══ INFORMATION GIVEN

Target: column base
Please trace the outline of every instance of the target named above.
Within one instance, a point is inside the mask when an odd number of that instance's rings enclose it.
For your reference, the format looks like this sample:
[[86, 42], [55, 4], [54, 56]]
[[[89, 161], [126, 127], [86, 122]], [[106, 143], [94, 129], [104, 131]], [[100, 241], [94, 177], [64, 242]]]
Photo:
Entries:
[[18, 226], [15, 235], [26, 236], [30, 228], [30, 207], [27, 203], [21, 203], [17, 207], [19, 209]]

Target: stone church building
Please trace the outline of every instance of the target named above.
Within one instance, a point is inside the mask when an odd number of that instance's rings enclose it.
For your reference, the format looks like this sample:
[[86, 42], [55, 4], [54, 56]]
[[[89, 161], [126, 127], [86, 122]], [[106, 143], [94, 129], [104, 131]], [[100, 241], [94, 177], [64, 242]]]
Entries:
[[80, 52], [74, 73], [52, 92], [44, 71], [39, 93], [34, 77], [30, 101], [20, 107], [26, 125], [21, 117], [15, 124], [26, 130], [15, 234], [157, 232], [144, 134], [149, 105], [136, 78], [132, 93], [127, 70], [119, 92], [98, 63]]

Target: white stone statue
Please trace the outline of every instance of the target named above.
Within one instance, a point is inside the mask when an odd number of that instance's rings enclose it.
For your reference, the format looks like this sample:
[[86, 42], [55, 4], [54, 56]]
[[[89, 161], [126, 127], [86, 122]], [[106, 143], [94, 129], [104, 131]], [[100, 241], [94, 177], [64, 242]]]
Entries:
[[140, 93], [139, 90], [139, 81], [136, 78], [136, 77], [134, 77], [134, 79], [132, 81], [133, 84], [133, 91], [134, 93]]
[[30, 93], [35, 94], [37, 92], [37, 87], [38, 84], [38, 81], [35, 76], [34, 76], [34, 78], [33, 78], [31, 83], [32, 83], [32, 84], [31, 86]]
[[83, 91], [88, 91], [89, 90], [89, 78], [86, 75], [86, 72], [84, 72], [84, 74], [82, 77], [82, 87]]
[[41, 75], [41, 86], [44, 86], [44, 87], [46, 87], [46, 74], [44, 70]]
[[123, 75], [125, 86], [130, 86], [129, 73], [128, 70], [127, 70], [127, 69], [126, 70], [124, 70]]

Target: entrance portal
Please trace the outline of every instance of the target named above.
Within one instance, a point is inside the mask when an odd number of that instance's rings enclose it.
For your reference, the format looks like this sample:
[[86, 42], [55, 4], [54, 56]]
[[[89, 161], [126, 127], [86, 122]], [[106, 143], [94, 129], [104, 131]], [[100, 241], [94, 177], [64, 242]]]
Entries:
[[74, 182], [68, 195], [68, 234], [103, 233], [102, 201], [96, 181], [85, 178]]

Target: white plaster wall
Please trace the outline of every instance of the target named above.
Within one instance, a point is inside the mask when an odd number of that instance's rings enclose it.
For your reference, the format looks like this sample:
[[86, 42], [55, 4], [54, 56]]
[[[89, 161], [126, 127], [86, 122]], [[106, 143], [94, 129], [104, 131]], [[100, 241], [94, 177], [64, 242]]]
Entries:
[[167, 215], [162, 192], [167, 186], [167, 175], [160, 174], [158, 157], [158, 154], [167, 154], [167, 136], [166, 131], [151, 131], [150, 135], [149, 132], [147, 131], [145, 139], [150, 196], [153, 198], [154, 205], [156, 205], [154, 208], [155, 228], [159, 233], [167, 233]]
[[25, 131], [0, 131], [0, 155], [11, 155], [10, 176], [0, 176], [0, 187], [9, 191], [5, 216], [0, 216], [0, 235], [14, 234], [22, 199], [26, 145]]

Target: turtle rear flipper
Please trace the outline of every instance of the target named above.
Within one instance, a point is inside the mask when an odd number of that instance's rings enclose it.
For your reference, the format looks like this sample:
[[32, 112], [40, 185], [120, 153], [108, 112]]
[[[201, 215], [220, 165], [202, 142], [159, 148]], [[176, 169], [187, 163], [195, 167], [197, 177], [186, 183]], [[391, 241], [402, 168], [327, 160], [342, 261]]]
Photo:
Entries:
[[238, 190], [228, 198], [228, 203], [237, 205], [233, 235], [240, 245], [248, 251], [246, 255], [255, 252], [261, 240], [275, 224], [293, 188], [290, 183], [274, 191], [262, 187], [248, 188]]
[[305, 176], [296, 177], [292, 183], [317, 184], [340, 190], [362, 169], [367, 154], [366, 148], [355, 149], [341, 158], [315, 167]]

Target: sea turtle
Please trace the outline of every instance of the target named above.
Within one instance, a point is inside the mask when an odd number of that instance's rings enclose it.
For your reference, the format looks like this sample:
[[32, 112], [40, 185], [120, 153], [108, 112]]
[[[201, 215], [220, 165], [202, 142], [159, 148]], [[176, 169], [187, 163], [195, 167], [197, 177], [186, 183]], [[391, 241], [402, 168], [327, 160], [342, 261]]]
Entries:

════

- WRITTEN TASK: Lay out the stored data above as a Markdown table with a "Row" column numbering each line and a "Line" column holding its text, leaving out blank lines.

- RESULT FOR THIS TASK:
| Row | Line |
|---|---|
| 1 | Target: column base |
| 2 | Please trace the outline of every instance of the target named above. |
| 3 | Within one instance, a point is inside the mask when an odd number of that instance's rings enclose it. |
| 4 | For your reference, the format looks like this sample: |
| 5 | [[86, 42], [55, 4], [54, 56]] |
| 6 | [[[89, 161], [126, 127], [86, 122]], [[106, 143], [94, 129], [104, 131]], [[100, 241], [94, 177], [64, 242]]] |
| 7 | Photo: |
| 8 | Entries: |
| 9 | [[18, 226], [15, 235], [26, 236], [30, 228], [30, 207], [27, 203], [21, 203], [17, 207], [19, 209]] |
| 10 | Target: stone church building |
| 11 | Please trace the outline of every instance of the target named above. |
| 12 | Within one instance, a point is inside the mask when an odd number of that instance's rings enclose it. |
| 13 | For your reference, the format looks like this sample: |
| 14 | [[86, 42], [55, 4], [54, 56]] |
| 15 | [[[89, 161], [126, 127], [86, 122]], [[106, 143], [94, 129], [104, 131]], [[100, 241], [94, 177], [64, 242]]] |
| 16 | Entries: |
| 17 | [[80, 52], [74, 73], [52, 92], [44, 71], [39, 93], [34, 77], [30, 101], [20, 107], [26, 125], [21, 117], [15, 124], [26, 130], [15, 234], [157, 232], [144, 134], [149, 105], [136, 78], [132, 93], [127, 70], [119, 92], [98, 63]] |
| 18 | Target: white stone statue |
| 19 | Please trace the outline of every instance of the target named above. |
| 20 | Within one instance, a point is inside the mask when an odd number of that instance's rings enclose it. |
| 21 | For your reference, the format looks like this sample: |
| 22 | [[86, 42], [55, 4], [54, 56]] |
| 23 | [[[89, 161], [126, 127], [86, 122]], [[106, 143], [94, 129], [104, 131]], [[100, 241], [94, 177], [64, 242]]] |
| 24 | Entries: |
| 25 | [[140, 93], [139, 90], [139, 81], [136, 78], [136, 77], [134, 77], [134, 79], [132, 81], [133, 84], [133, 91], [134, 93]] |
| 26 | [[30, 93], [35, 94], [37, 92], [37, 87], [38, 84], [38, 81], [35, 76], [34, 76], [34, 78], [33, 78], [31, 83], [32, 83], [32, 84], [31, 86]] |
| 27 | [[83, 91], [88, 91], [89, 90], [89, 78], [86, 75], [86, 72], [84, 72], [84, 74], [82, 77], [82, 87]] |
| 28 | [[41, 75], [41, 86], [44, 86], [44, 87], [46, 87], [46, 74], [44, 70]] |
| 29 | [[123, 75], [125, 86], [130, 86], [129, 73], [128, 70], [127, 70], [127, 69], [126, 70], [124, 70]] |
| 30 | Target: entrance portal |
| 31 | Please trace the outline of every instance of the target named above. |
| 32 | Within one instance, a point is inside the mask when an odd number of that instance's rings enclose it. |
| 33 | For your reference, the format looks like this sample: |
| 34 | [[86, 42], [55, 4], [54, 56]] |
| 35 | [[[89, 161], [126, 127], [86, 122]], [[106, 143], [94, 129], [104, 131]], [[100, 241], [94, 177], [64, 242]]] |
| 36 | Entries: |
| 37 | [[74, 182], [68, 195], [68, 234], [103, 233], [102, 201], [96, 181], [85, 178]] |
| 38 | Target: white plaster wall |
| 39 | Please trace the outline of every instance of the target named above. |
| 40 | Within one instance, a point is inside the mask when an odd number of that instance's rings enclose it. |
| 41 | For your reference, the format looks like this sample: |
| 42 | [[86, 42], [55, 4], [54, 56]] |
| 43 | [[[89, 161], [126, 127], [86, 122]], [[106, 143], [94, 129], [104, 131]], [[100, 241], [94, 177], [64, 242]]] |
| 44 | Entries: |
| 45 | [[167, 215], [162, 192], [167, 186], [167, 175], [160, 174], [158, 157], [158, 154], [167, 154], [167, 136], [166, 131], [151, 131], [150, 135], [149, 132], [147, 131], [145, 139], [150, 196], [153, 198], [154, 205], [156, 205], [154, 208], [155, 228], [159, 233], [167, 233]] |
| 46 | [[25, 131], [0, 131], [0, 155], [11, 155], [10, 176], [0, 176], [0, 187], [9, 191], [5, 216], [0, 216], [0, 235], [14, 234], [22, 199], [26, 145]] |
| 47 | Target: turtle rear flipper |
| 48 | Please trace the outline of every instance of the target named above. |
| 49 | Within one instance, a point is inside the mask when an odd number of that instance's rings enclose it. |
| 50 | For your reference, the format looks like this sample: |
| 51 | [[32, 112], [40, 185], [120, 153], [108, 112]] |
| 52 | [[[201, 215], [220, 165], [202, 142], [159, 148]], [[176, 169], [187, 163], [195, 167], [197, 177], [186, 183]], [[391, 241], [402, 168], [327, 160], [342, 261]]] |
| 53 | Photo: |
| 54 | Entries: |
| 55 | [[238, 190], [228, 198], [228, 203], [237, 205], [233, 235], [240, 245], [248, 251], [246, 255], [255, 252], [261, 240], [275, 224], [293, 188], [290, 183], [274, 191], [262, 187], [248, 188]] |
| 56 | [[305, 176], [296, 177], [292, 183], [317, 184], [340, 190], [362, 169], [367, 154], [366, 148], [355, 149], [341, 158], [315, 167]] |
| 57 | Target: sea turtle |
| 58 | Please trace the outline of every instance of the target named above. |
| 59 | Within one instance, a point is inside the mask when an odd number of that instance's rings enclose it. |
| 60 | For your reference, the format looks like this sample: |
| 61 | [[32, 112], [40, 185], [120, 153], [108, 112]] |
| 62 | [[[201, 215], [220, 165], [202, 142], [159, 148]], [[176, 169], [187, 163], [195, 167], [197, 177], [186, 183]], [[391, 241], [402, 168], [327, 160], [342, 261]]] |
| 63 | Entries: |